» **What is needed**: Can you extract the part of the kb-eval metrics spec from "unit MRR computation" to "-p kb-eval metrics.", copied word for word?
___ Supplied text ___
Storage / wire effects

  • Writes: eval_runs.aggregate_json, optional runs_dir/<run_id>/report.md.
  • Reads: eval_runs, eval_query_results.

Test plan

kind description fixture / data
unit hit@k computation on hand-rolled fixture inline (3 queries, ranks {1, 4, miss})
unit MRR computation matches expected inline
unit recall@k_doc computation inline
unit citation_coverage with broken citation marks 0.0 inline
unit groundedness false when forbidden string appears inline
unit refusal_correctness 1.0 when all "should refuse" queries refused inline
unit NaN metrics (zero denominator) serialize as null in JSON inline
unit compare_runs per-query Win/Loss/Draw/Regression on synthetic ranks inline
determinism running compute_aggregate twice produces identical AggregateMetrics inline
snapshot CompareReport JSON for a fixed pair of runs stable fixtures/eval/compare-1.json

All tests under cargo test -p kb-eval metrics.

Definition of Done

  • cargo check -p kb-eval passes
  • cargo test -p kb-eval metrics passes
  • No imports outside Allowed dependencies
  • eval_runs.aggregate_json always populated after store_aggregate
  • kb eval compare CLI surface integrated via kb-app (call compare_runs + render_report_md)
___ Data ___
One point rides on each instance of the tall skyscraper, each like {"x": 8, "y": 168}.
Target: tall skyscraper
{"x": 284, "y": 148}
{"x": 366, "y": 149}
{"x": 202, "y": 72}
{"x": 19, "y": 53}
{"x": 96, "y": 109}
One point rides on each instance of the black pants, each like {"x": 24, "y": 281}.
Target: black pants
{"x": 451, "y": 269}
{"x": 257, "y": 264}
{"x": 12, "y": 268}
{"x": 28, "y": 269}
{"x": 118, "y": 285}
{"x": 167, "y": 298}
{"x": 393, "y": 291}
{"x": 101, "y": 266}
___
» **Solved problem**:
unit MRR computation matches expected inline
unit recall@k_doc computation inline
unit citation_coverage with broken citation marks 0.0 inline
unit groundedness false when forbidden string appears inline
unit refusal_correctness 1.0 when all "should refuse" queries refused inline
unit NaN metrics (zero denominator) serialize as null in JSON inline
unit compare_runs per-query Win/Loss/Draw/Regression on synthetic ranks inline
determinism running compute_aggregate twice produces identical AggregateMetrics inline
snapshot CompareReport JSON for a fixed pair of runs stable fixtures/eval/compare-1.json

All tests under cargo test -p kb-eval metrics.